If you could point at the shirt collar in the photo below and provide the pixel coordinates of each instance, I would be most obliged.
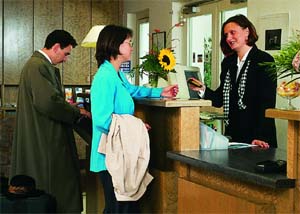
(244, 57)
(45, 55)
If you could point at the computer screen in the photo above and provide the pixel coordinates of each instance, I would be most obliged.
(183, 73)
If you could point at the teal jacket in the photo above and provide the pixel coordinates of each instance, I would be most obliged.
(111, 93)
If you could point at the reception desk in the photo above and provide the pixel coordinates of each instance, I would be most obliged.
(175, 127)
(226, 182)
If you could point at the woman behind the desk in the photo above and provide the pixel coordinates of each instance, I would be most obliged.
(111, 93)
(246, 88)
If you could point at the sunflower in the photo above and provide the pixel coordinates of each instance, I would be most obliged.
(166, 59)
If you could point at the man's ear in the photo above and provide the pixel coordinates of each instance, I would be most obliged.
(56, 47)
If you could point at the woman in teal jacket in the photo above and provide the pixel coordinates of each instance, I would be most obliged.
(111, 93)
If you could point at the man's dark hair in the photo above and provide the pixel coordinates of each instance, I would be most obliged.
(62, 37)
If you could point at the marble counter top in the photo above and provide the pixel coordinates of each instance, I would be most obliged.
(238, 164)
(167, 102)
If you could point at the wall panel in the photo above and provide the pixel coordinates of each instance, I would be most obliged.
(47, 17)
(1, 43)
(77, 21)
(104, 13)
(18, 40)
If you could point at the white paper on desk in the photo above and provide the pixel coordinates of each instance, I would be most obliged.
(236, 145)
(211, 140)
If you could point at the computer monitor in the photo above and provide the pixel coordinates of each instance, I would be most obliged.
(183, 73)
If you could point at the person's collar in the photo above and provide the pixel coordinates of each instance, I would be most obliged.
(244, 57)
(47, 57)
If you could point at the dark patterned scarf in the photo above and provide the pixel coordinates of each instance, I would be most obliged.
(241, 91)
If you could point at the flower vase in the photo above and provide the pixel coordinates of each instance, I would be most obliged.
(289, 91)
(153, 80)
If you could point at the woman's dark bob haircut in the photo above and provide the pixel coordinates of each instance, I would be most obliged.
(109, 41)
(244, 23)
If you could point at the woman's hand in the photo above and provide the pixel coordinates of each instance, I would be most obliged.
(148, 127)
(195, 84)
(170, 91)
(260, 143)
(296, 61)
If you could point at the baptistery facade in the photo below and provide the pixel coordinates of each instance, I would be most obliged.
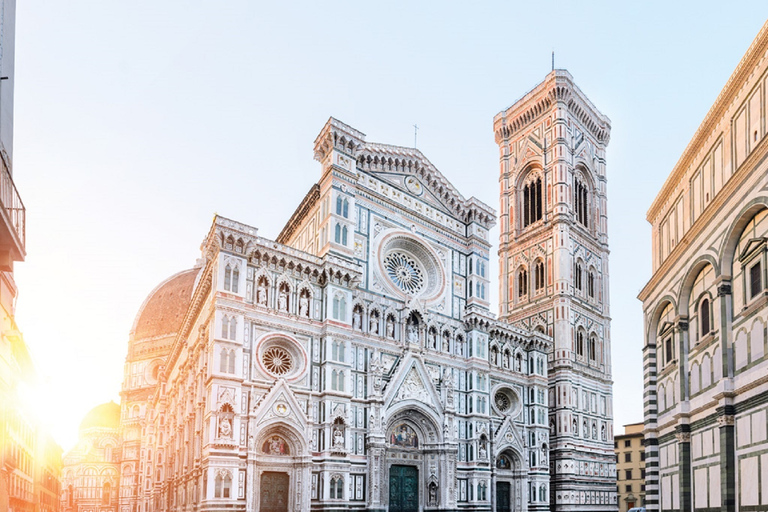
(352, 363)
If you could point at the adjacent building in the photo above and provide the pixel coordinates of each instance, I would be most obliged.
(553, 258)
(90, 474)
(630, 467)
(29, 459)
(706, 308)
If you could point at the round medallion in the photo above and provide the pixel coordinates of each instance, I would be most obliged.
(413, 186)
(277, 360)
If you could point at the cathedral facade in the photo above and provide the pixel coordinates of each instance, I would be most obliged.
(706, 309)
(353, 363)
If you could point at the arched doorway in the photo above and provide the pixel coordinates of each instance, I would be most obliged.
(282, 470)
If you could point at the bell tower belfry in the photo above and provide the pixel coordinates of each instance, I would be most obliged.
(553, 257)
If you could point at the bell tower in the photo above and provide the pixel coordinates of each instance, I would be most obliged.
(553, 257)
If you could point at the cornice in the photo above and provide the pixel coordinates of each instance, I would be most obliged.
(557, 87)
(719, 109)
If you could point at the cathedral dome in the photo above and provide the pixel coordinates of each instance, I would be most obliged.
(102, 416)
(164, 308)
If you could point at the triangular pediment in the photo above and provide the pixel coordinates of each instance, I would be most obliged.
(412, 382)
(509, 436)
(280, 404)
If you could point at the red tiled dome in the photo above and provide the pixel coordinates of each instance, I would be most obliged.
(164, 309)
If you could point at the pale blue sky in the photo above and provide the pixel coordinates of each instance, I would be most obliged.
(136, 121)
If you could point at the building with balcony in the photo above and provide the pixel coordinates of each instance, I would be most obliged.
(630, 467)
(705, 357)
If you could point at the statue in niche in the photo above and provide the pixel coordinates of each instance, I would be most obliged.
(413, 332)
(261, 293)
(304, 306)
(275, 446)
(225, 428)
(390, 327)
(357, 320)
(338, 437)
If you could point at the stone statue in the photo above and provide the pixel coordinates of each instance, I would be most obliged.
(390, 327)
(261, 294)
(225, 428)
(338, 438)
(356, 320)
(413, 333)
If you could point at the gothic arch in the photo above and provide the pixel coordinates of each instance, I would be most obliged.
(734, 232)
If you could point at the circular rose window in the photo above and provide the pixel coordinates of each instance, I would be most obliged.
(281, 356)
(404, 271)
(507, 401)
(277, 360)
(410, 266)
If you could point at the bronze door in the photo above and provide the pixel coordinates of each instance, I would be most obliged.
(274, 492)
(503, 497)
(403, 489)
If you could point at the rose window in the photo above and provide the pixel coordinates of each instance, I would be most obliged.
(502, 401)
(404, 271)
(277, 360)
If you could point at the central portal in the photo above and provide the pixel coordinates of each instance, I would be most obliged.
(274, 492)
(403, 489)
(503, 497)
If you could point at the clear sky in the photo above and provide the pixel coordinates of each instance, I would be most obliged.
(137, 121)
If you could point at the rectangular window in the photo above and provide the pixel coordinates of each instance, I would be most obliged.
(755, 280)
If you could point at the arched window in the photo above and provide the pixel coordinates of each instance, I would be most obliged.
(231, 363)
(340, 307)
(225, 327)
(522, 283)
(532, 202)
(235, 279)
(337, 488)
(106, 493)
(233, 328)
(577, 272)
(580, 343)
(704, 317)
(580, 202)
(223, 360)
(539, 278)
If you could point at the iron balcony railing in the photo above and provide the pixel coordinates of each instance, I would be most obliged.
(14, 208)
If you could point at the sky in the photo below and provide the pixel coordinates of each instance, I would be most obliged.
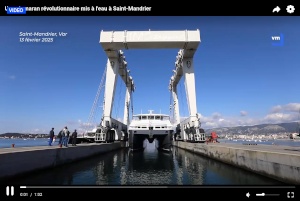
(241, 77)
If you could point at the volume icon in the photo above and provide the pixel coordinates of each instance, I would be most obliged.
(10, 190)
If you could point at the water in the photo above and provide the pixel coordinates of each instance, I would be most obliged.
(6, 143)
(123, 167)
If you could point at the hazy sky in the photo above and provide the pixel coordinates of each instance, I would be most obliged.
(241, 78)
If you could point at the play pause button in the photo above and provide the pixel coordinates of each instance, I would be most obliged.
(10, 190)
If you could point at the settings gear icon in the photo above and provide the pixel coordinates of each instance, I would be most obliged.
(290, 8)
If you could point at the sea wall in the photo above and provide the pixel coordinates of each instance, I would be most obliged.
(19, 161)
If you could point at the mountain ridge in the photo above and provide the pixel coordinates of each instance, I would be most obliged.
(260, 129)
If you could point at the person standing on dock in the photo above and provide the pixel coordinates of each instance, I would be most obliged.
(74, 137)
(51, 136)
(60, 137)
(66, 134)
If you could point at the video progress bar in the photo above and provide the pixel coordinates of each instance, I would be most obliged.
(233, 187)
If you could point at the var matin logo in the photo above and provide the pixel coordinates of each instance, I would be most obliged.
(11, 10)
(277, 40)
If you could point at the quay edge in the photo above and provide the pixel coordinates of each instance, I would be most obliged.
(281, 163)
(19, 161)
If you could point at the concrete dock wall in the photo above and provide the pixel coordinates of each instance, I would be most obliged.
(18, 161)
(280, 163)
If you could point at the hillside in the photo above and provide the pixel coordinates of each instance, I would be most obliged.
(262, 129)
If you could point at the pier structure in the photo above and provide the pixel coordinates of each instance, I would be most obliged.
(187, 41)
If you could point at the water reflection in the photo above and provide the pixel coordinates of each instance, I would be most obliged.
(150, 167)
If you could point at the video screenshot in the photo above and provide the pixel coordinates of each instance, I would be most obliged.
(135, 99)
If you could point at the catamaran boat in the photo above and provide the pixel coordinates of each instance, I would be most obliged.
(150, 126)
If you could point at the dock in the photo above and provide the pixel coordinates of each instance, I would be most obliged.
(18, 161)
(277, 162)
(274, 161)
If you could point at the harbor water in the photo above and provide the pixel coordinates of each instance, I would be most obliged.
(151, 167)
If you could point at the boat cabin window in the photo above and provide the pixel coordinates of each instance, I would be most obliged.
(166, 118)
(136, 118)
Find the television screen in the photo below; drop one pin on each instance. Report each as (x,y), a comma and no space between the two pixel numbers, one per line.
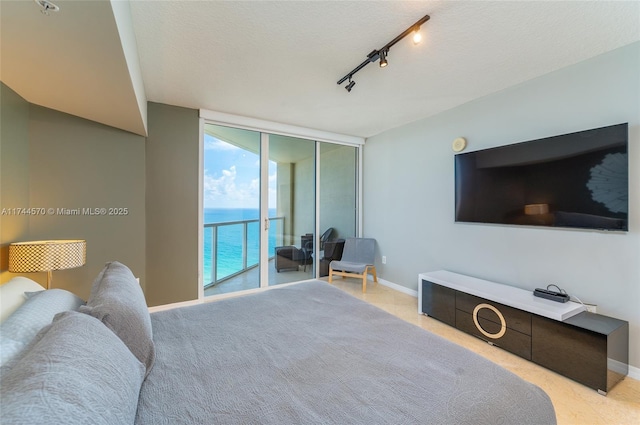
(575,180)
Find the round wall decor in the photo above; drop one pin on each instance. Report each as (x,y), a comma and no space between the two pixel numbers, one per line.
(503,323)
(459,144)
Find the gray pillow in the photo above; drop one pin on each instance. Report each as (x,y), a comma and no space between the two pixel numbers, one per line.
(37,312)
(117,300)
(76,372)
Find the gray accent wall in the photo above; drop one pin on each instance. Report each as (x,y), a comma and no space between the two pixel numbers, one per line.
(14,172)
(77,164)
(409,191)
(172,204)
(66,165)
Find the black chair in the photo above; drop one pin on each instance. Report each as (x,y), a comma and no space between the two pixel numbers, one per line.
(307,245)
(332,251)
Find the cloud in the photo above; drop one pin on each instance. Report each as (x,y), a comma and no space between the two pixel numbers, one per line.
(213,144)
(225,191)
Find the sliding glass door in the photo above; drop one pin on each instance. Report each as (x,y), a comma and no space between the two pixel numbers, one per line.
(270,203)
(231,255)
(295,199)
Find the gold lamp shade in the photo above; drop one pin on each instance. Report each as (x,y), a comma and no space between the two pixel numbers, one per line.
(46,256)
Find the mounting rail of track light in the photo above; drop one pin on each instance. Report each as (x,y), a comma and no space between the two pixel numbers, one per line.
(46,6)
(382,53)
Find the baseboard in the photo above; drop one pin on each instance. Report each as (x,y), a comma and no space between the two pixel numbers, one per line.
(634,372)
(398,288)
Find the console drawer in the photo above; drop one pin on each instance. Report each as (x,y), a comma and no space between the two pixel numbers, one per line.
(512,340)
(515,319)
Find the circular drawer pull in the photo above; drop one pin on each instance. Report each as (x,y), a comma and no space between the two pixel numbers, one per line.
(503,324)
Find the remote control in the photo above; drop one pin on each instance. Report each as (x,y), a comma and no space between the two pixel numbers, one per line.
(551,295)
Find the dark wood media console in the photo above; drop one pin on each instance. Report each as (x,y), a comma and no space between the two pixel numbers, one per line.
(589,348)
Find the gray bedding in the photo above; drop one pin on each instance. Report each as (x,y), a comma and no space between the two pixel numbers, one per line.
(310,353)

------------------------------

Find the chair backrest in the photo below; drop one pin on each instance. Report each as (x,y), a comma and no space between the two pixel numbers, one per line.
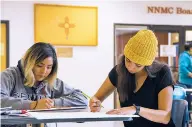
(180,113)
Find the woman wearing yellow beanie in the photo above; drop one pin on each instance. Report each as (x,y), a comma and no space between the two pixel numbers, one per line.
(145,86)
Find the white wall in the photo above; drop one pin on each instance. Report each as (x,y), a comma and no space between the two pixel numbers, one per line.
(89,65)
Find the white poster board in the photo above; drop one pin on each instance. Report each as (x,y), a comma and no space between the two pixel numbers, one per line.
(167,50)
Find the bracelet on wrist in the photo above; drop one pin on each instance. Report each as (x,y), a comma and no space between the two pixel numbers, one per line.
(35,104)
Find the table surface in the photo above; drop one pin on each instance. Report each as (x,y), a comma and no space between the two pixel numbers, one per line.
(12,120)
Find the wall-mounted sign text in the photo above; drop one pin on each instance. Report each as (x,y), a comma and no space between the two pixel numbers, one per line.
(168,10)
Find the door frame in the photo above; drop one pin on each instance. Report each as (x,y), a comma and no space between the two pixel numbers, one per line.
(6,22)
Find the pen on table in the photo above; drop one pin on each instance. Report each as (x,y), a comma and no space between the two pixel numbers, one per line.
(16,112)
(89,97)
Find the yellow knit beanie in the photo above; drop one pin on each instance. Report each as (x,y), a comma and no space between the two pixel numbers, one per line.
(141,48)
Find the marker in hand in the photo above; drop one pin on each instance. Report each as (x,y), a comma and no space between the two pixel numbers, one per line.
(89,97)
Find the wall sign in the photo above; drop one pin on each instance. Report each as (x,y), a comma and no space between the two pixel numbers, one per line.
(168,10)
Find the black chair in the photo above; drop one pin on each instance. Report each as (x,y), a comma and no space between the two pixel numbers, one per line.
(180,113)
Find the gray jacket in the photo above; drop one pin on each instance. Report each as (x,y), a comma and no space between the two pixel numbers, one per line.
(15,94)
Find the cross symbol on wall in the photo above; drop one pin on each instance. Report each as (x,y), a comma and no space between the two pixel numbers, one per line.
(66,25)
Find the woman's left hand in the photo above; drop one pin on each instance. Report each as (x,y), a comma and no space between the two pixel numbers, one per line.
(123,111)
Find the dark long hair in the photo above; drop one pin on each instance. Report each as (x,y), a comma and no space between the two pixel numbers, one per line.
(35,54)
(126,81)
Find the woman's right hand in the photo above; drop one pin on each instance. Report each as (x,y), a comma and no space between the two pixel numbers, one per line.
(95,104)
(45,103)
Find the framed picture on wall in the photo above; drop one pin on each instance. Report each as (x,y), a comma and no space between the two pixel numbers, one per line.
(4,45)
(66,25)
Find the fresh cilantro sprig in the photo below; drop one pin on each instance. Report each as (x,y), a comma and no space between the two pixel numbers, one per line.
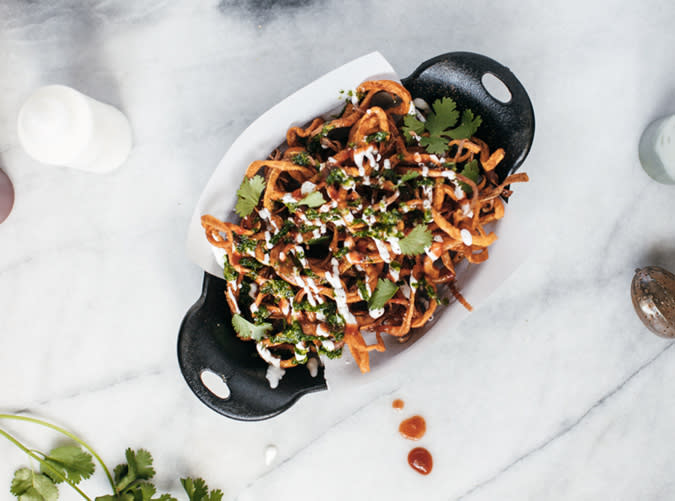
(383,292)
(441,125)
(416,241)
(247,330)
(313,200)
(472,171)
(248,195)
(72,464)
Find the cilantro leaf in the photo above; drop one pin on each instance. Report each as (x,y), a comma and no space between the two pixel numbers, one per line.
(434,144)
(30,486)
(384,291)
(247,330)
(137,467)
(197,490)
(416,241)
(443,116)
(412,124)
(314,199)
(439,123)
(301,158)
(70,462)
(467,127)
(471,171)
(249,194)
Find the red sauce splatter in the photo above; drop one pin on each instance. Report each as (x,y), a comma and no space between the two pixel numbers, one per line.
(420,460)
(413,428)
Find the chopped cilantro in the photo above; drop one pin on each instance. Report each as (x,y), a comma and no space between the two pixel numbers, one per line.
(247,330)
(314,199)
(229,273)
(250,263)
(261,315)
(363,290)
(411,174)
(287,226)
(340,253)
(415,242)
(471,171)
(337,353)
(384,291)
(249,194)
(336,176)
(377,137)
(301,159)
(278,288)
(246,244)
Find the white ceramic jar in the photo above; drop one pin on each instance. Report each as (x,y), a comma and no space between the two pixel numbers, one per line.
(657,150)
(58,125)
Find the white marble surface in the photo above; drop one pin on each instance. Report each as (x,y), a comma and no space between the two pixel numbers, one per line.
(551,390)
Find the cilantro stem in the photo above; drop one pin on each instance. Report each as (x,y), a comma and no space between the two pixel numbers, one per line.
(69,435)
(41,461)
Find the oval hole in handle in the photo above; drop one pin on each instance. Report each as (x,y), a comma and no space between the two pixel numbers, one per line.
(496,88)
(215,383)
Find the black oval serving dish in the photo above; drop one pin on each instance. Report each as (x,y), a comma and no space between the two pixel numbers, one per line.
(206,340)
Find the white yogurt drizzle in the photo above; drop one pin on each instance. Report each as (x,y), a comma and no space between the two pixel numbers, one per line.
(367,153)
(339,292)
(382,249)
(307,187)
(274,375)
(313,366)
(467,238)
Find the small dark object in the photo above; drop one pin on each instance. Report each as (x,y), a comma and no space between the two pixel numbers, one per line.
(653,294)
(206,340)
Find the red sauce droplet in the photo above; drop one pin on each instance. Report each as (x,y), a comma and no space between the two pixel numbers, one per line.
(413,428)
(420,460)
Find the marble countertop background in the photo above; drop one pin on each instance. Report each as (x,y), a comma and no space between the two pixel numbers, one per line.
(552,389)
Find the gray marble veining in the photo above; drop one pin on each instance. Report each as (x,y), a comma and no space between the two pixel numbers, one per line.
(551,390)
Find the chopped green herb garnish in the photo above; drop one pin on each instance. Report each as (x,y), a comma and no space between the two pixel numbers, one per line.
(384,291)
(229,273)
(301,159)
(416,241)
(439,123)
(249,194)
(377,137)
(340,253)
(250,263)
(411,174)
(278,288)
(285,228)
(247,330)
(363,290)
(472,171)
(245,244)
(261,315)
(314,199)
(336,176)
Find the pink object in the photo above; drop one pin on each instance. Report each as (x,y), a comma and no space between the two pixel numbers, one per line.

------------------------------

● Written exercise: Extract every line of the entries above that contains the string "building". Treat case as significant.

● Written reply:
If you could point at the adjacent building in the photo above and provide the pixel coordinates of each instance, I would be most obliged.
If you could point at the building with balcony in the photo above and provide the pixel coordinates of each instance, I would be most obliged.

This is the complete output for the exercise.